__What you need to do__.
- A) In the Keats Road post, which three villages form the points of The Golden Triangle?
- B) Reproduce the stretch of the Keats Road post from "But why ever" through "Let me explain.".

Going down The Keats Road



The Golden Triangle (Butleigh to the left)

In my previous post, Fecundity and Desire – a flirtation with the concept of a sadomasochistic landscape - I began ruminating about To Autumn before admonishing myself. DON’T GO DOWN THE KEATS ROAD! I wrote in my notebook.
But why ever not? To avoid kitsch and cliché, I suppose, but I like to think I’m cute enough to give the former a wide berth and, as a Latin Catholic, I think the former should be embraced, not eschewed. The more I thought about it, the more it made sense, even if I felt a little like Aragorn – or maybe Legolas – traversing the Paths of the Dead; would walking The Keats Road open a can of worms or a Pandora’s Box?
Well both, as it happens, but not until I’d entered The Golden Triangle.
Enough already! Let me explain.
My first port of call was obviously To Autumn, even though summer was fighting tooth and nail and to maintain its grip on the year. Fighting tooth and nail but not quite succeeding; it took a while for the mist to clear the Cathedral City and when it did the ‘swelling gourds’ and ‘fruit with ripeness to the core’ were all too evident. Summer had tucked her bat under arm and was heading back to the pavilion. 



Season of mists ...
But To Autumn isn’t just a sensual elegy to the passing of the year, it invokes a contested landscape; how you perceive it depends on whose side you’re on. Jerome McGann accuses Keats of deliberately ignoring the political landscape of 1819 - the poem is ‘an exercise in political reactionary’. Rather than addressing social and political unrest Keats devotes himself to ‘the idealised view of nature’. McGann’s criticisms have been refuted by, amongst others, Andrew Motion but he has a point. When academics start lamenting the decline of peasant rebellions in Latin America the prospect of any sort of rural revolution in the English countryside seems impossibly remote; in the deserted or Anglo-Saxonised villages of continental Europe, too. Does To Autumn give the middle classes permission to perpetuate this rural idyll, sanitised and made banal?




... and mellow fruitfulness
As if by magic, the Keats Road led me to The Golden Triangle in search of an answer. The Golden Triangle, to the uninitiated, is a product of modern mythology, though I’m not sure whether Keats would have approved or not. Its points lie in the South Somerset villages of Butleigh, Barton St David and Baltonsborough, none of which, according to local hearsay, have ever possessed any sort of council housing. Its fame – or, perhaps, infamy – is enhanced – or exacerbated – by the influence of the £33,000-a-year Millfield School, sometimes mocked – perhaps unfairly - as an educational establishment for the ‘sporty but thick’. Academic prowess or no, its presence pushes up already-inflated house prices by another percentage point or no.
The result? A pastiche, in places, though not of Poundbury proportions; we must be thankful for small mercies. Somerset rural chic has a dynamic of its own, the peasant replaced, to a certain extent, by the artisan and the academic and a steady flow of creative refugees fleeing the capital. And now we have a Waitrose in Wells I expect to see more of them on my doorstep.

Dataset records:
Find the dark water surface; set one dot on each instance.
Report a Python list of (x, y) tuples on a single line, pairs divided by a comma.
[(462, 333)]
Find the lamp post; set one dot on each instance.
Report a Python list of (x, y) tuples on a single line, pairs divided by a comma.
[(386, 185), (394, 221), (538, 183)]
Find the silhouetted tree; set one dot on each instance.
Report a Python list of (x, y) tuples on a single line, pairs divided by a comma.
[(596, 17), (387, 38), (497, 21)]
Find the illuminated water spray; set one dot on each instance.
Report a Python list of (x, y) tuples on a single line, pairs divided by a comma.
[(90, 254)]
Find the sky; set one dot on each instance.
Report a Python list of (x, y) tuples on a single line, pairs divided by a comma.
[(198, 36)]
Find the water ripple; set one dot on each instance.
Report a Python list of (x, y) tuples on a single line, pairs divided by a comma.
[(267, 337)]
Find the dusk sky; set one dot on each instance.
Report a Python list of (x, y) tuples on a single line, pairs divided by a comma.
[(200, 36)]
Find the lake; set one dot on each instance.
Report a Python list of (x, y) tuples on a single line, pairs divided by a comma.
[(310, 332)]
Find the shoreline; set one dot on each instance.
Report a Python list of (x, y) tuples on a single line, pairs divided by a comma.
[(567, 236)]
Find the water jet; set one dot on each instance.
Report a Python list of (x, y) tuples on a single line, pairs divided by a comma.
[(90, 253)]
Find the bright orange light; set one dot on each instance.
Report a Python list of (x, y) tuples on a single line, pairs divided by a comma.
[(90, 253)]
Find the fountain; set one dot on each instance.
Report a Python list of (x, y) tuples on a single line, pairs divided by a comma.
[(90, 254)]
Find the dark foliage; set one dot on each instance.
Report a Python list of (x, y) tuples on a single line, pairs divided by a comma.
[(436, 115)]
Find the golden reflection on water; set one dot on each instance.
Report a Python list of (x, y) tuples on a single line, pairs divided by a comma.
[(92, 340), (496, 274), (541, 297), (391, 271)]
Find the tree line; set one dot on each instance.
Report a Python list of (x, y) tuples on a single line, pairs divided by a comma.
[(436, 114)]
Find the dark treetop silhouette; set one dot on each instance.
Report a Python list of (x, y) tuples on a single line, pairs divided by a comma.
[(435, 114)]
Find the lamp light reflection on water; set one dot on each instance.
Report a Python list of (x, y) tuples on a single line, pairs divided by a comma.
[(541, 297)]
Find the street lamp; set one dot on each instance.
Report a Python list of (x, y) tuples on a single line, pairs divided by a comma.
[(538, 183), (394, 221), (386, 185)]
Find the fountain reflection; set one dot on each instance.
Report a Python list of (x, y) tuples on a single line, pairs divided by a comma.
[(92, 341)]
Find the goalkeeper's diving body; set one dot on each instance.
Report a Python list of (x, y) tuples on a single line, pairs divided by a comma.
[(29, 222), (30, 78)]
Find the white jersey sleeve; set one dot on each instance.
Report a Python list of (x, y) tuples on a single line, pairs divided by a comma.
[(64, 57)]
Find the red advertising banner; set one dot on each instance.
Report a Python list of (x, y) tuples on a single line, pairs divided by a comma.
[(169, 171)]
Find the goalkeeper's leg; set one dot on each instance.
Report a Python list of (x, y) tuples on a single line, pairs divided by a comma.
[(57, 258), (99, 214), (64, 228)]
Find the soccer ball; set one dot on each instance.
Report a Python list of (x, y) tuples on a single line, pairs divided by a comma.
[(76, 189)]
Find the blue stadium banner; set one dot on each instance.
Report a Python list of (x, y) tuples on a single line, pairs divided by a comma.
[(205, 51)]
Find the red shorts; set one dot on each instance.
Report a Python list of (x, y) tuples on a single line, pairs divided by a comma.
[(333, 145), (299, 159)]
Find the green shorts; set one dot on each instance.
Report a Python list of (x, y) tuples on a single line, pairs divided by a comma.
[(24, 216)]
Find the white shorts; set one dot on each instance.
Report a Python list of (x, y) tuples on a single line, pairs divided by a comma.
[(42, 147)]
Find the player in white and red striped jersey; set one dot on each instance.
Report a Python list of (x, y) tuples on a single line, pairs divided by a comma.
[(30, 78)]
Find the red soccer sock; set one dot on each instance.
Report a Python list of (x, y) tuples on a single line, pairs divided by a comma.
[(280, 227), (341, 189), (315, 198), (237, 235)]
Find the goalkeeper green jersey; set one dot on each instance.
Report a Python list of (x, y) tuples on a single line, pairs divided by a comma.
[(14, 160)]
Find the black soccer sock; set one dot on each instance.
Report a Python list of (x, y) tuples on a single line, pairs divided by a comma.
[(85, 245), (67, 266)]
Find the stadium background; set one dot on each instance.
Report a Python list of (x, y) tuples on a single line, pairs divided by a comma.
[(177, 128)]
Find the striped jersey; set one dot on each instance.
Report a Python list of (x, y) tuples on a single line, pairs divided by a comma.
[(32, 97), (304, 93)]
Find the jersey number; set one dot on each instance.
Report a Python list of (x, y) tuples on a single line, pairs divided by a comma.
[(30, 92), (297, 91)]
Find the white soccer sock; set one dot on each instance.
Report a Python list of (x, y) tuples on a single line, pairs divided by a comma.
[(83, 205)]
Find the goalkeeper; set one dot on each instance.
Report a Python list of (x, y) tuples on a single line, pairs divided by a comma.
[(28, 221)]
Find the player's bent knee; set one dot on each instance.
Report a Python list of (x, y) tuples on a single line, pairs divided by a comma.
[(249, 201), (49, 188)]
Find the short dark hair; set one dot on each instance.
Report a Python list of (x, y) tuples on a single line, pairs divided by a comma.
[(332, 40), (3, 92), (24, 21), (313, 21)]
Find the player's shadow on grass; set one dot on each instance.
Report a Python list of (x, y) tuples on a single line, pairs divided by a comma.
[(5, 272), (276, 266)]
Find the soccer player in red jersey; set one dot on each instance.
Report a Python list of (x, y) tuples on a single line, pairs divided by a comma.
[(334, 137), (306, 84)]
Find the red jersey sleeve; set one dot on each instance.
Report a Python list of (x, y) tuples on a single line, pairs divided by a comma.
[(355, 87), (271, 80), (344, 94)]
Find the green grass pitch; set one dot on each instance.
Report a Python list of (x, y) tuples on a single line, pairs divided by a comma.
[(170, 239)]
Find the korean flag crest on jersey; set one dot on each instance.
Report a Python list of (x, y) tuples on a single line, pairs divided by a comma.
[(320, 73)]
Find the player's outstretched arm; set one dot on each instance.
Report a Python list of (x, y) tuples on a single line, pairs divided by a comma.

__Responses by task__.
- A) Butleigh, Barton St David and Baltonsborough.

- B)
But why ever not? To avoid kitsch and cliché, I suppose, but I like to think I’m cute enough to give the former a wide berth and, as a Latin Catholic, I think the former should be embraced, not eschewed. The more I thought about it, the more it made sense, even if I felt a little like Aragorn – or maybe Legolas – traversing the Paths of the Dead; would walking The Keats Road open a can of worms or a Pandora’s Box?
Well both, as it happens, but not until I’d entered The Golden Triangle.
Enough already! Let me explain.